* WHAT TO WORK ON
Rewrite the lines from the one holding "Give bounding boxes for grey" through the one holding "[0,685,386,817]", inclusive, replacing "lawn" with "grass" and keeping everything else the same.
====== MATERIAL TO PROCESS ======
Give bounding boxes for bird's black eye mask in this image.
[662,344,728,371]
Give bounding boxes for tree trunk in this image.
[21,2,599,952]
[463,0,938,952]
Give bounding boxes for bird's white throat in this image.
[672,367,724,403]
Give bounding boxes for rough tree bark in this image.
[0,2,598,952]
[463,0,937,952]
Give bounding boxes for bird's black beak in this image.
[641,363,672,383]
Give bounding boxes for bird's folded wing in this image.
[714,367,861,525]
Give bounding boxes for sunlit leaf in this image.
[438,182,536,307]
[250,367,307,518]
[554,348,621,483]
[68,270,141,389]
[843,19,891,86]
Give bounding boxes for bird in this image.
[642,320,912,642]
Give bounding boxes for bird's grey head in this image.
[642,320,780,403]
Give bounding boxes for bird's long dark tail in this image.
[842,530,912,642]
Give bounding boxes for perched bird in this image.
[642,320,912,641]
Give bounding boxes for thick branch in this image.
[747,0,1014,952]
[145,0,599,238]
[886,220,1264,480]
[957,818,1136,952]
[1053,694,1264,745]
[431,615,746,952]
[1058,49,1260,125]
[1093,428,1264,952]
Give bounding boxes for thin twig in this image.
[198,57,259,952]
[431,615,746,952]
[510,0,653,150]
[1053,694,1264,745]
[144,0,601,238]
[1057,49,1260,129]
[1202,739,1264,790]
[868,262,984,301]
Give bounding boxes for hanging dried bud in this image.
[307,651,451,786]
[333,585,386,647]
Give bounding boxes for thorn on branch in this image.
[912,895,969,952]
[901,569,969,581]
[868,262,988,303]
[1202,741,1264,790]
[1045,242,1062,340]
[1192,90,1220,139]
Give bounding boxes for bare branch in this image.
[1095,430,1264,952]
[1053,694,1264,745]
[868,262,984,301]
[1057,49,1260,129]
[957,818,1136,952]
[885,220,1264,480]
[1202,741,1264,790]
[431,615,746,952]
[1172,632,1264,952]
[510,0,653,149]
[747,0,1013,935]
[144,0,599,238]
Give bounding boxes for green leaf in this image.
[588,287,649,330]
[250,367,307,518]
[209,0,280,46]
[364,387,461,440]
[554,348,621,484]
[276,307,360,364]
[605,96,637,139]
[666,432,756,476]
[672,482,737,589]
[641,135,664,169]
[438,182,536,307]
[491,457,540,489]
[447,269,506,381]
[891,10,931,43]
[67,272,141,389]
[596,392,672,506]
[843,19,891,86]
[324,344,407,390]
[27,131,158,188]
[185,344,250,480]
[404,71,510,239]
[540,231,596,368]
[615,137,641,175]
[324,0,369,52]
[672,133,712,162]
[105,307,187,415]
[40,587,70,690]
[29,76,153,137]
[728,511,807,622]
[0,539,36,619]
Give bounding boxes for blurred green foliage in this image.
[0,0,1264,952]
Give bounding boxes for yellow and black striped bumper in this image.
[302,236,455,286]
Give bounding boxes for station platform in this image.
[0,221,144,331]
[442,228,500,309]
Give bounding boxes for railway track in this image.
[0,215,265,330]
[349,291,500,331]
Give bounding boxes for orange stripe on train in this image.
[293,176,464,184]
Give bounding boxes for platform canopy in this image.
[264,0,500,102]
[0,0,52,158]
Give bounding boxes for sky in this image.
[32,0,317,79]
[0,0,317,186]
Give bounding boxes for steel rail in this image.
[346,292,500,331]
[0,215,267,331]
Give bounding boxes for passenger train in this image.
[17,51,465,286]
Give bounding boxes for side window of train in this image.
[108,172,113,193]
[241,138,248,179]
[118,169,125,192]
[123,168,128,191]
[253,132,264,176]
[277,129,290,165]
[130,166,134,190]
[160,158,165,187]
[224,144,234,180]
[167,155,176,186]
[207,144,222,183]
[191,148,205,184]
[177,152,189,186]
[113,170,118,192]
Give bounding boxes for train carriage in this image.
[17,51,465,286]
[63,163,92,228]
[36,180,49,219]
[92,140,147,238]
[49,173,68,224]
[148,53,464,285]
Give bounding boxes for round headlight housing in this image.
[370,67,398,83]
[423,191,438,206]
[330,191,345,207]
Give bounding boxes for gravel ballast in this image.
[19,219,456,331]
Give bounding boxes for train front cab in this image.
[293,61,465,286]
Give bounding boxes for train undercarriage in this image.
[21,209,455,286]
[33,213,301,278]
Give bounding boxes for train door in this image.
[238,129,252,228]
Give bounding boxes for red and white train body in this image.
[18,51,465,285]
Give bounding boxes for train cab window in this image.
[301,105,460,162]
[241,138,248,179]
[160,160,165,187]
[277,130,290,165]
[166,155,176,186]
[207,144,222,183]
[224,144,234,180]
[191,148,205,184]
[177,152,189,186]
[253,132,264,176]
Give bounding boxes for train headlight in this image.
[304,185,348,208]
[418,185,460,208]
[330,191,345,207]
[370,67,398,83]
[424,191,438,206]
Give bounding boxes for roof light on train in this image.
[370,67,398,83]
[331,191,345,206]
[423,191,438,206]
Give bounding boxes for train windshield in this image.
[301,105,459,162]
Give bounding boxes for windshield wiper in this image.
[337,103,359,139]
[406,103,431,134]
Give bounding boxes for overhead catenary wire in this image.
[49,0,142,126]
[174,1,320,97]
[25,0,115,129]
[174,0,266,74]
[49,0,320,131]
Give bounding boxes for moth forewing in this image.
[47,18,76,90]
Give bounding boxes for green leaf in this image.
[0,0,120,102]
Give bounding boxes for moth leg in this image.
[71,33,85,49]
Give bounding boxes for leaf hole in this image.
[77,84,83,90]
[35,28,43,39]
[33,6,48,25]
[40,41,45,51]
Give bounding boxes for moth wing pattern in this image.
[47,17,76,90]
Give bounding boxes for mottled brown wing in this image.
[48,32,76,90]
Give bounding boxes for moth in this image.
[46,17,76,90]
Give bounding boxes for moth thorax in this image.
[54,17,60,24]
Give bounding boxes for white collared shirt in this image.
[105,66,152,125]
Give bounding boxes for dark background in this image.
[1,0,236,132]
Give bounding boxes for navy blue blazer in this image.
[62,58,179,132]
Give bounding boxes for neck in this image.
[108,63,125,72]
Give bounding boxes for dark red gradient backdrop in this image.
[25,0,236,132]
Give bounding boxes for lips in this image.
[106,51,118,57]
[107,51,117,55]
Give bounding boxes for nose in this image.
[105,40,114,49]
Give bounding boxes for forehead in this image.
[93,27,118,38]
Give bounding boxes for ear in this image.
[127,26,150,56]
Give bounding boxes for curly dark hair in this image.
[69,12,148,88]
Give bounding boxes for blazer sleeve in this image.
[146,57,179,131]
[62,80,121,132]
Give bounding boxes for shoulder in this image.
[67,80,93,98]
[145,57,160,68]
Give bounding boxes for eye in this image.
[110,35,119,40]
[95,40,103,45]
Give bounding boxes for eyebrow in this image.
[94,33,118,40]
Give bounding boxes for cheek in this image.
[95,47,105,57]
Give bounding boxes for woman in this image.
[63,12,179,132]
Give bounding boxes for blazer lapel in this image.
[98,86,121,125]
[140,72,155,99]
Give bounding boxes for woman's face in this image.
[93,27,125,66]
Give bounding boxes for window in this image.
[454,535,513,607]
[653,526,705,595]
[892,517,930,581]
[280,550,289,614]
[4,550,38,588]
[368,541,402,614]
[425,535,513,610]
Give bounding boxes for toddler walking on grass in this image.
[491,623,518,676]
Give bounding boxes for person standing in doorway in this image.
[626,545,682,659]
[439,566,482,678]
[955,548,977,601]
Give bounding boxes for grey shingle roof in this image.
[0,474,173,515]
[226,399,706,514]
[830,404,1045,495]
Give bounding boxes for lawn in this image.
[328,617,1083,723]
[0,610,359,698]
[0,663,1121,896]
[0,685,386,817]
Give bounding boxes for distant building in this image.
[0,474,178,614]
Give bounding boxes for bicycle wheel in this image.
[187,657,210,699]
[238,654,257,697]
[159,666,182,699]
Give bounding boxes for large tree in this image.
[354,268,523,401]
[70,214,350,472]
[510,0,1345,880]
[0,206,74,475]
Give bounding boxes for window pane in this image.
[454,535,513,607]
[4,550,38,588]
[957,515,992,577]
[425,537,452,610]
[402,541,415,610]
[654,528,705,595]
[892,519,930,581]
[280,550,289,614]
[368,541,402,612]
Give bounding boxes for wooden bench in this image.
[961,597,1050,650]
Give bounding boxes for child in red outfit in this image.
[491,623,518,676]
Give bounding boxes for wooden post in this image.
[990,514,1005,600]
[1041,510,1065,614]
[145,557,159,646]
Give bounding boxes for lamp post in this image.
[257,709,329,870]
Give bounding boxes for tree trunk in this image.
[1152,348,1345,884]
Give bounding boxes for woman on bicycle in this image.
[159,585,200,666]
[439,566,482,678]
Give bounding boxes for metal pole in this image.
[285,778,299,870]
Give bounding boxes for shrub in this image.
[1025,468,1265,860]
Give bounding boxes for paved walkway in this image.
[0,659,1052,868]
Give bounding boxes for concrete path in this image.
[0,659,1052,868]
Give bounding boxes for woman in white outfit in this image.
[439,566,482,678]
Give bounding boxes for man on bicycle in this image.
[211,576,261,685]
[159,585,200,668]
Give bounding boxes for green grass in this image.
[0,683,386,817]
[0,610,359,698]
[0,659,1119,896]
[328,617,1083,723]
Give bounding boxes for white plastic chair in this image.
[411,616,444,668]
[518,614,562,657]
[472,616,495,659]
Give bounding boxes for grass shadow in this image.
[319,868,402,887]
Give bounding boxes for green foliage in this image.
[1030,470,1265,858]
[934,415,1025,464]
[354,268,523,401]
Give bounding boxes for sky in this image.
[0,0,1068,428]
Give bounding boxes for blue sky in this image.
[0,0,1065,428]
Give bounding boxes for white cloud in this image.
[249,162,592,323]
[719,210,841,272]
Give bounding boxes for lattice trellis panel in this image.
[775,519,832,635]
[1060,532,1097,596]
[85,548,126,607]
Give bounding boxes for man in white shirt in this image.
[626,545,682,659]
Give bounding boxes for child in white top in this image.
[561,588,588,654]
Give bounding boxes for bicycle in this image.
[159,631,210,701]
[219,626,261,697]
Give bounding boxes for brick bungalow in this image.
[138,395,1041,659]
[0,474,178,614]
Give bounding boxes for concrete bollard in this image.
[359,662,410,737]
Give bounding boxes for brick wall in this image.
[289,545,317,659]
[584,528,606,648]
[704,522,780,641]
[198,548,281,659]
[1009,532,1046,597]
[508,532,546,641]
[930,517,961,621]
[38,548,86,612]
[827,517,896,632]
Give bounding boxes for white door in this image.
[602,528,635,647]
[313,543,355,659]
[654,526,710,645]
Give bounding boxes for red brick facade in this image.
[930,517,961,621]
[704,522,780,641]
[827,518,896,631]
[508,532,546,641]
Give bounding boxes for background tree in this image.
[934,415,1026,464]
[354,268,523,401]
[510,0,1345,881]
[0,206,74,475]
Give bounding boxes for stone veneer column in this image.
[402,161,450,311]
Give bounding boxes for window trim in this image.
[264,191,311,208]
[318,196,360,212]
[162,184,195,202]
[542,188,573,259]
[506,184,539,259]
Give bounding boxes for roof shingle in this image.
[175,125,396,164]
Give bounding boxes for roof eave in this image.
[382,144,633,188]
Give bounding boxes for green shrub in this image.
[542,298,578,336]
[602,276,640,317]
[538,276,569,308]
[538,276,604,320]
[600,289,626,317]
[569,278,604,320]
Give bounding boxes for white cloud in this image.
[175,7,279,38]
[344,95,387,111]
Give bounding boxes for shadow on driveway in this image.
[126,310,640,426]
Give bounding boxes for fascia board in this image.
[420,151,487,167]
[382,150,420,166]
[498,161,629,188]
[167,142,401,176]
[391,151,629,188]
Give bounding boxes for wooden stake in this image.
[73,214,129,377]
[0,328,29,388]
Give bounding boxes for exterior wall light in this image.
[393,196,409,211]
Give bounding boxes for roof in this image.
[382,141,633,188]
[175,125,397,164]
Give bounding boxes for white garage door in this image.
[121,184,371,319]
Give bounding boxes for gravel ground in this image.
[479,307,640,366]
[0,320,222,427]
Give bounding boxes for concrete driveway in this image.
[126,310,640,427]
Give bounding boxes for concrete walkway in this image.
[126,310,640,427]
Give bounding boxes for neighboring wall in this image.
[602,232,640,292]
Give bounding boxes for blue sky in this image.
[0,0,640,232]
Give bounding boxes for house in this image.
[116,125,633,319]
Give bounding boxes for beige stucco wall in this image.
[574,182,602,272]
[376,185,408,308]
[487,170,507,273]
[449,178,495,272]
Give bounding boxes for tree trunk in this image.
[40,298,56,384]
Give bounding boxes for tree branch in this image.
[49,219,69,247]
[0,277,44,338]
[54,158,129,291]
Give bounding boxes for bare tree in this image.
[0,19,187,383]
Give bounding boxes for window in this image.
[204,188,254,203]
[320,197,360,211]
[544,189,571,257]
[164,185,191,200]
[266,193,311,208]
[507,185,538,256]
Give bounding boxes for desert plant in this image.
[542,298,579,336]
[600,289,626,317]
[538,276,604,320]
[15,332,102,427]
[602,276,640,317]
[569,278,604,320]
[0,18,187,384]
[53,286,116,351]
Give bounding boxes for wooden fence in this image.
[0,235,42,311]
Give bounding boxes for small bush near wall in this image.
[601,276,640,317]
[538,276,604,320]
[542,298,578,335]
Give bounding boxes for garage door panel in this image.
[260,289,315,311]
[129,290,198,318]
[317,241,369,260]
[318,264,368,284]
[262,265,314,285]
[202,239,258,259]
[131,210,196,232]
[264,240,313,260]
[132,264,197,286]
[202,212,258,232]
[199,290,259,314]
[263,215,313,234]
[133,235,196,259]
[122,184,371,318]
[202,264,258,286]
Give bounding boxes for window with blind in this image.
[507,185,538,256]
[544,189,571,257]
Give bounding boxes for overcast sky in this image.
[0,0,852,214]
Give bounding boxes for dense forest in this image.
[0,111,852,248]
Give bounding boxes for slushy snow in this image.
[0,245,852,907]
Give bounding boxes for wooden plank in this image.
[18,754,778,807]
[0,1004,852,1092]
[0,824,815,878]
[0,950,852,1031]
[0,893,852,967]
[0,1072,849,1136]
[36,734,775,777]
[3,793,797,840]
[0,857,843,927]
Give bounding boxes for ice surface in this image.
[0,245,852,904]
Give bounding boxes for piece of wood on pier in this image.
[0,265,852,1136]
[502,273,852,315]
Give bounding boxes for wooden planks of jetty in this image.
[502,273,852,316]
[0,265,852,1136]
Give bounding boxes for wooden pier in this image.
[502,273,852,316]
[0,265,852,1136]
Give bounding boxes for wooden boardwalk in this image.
======
* SOLVED PROBLEM
Give bounding boxes for grey shingle roof in this image.
[0,474,173,515]
[226,399,706,514]
[830,404,1045,495]
Give bounding boxes for grass in this image.
[328,617,1083,723]
[0,610,359,698]
[0,663,1121,896]
[0,685,386,817]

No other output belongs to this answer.